- **TASK SET**:
**A.** Transcribe the passage of the article on preprocessing text data from "Note that we" through "on our model.".
**B.** In the article on preprocessing text data, which natural language problem is used as the example of one that machine learning can solve?

- **SOURCE TEXT**:
— start —
/ #machinelearning #naturallanguageprocessing 

Preprocessing Text Data for Machine Learning: Part 1


In the previous article we discussed various methods to perform Semantic Slot Filling, a very common problem in the field of Natural Language Processing. We discussed various mathods for tackling such problems such as Rule Based Approaches and Machine Learning Approaches(including Deep Learning) and also discussed pros and cons of each method. Since Natural Language is a highly unstructured form of data, it needs to be preprocessed a lot to remove dialect-based or idiomatic inconsistancies to attain a state of uniformity and then converted to a mathematical form that can be then used to feed to a Machine Learning Models. In this article we would discuss various methods to preprocess text data.

Machine Learning with Text Data

Let us consider a Natural Language Problem that can be solved using Machine Learning: Sentiment Classification. Sentiment Classification based on user reviews is a very popular application as many businesses all over the world rely on the insights gathered from user reviews to take major decisions. In many cases, such decision-making is automated using Recommendation Systems. This means that we would have to create a system that would take as input raw text from user reviews (on a product or service) and output the class of sentiment, usually positive and negative. The possible outputs can be more than two is number or even a range of number if we would treat the problem as a Regression problem, but for the sake of simplicity we would consider the problem to be a Binary Classification problem. For example,

  • “The watch was very stylish and comfortable to wear and also keeps time accurately” - is considered to be a positive review.

  • “The band of the watch is loose and it kept loosing time 2 days after getting delivered. Best quality my ass -_-” - is considered a negative review.

Note that we won’t be considering sarcasm a seperate class in this example. So, reviews like “The headphone is so good that I can listen to music from other galaxies” or “I robbed a bank to buy this headphone and now listenning music inside jail” would be classified positive or negative depending on our model.

Text Preprocessing

First of all we have to understand what text really is. We can consider text to be a sequence of low-level features like characters and words or high-level representations such as phrases, named entities or even bigger chunks like sentences, paragraphs, etc. Considering text as a sequence of words might seem a reasonable choice. In fact, we can easily find boundaries of words by splitting sentences by spaces of punctuation.
— end —
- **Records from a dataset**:
— start —
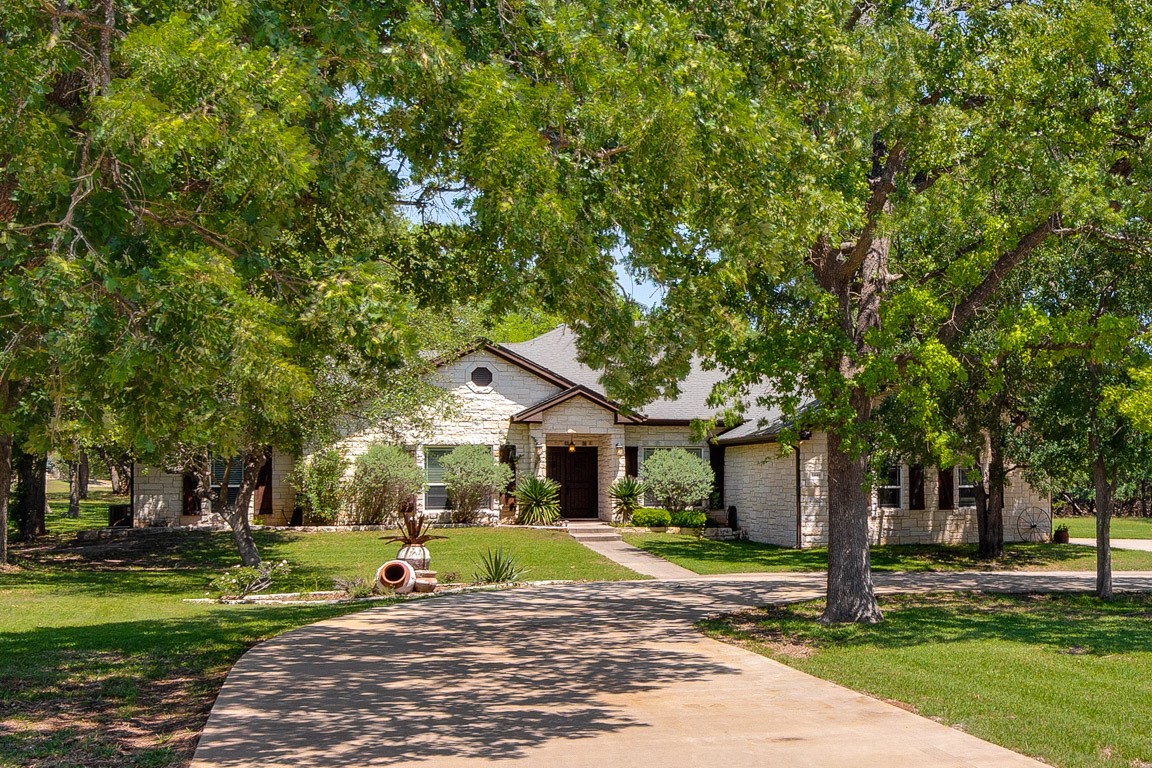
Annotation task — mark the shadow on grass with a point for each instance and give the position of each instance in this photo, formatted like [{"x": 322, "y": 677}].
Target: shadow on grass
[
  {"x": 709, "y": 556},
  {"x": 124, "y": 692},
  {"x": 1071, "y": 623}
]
— end —
— start —
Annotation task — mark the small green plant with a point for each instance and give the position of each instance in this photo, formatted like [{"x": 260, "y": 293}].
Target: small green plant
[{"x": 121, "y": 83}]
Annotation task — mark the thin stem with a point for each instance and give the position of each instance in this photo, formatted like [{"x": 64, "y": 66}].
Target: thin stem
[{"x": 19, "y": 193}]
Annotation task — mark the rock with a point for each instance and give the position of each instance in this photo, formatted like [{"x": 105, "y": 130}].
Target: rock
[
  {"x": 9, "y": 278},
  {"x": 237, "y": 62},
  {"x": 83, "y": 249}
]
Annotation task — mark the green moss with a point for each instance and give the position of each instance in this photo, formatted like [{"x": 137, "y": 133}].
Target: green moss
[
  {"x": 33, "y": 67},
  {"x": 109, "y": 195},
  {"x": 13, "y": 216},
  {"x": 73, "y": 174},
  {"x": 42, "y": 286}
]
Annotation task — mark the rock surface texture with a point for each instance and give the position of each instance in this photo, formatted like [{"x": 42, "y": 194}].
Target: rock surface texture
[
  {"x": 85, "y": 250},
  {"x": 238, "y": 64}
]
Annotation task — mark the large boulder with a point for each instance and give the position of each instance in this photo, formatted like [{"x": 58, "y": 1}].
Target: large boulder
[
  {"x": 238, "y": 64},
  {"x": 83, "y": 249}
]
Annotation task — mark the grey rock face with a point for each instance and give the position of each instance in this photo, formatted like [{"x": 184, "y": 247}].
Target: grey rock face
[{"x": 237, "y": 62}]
— end —
- **SET OF ANSWERS**:
**A.**
Note that we won’t be considering sarcasm a seperate class in this example. So, reviews like “The headphone is so good that I can listen to music from other galaxies” or “I robbed a bank to buy this headphone and now listenning music inside jail” would be classified positive or negative depending on our model.

**B.** Sentiment classification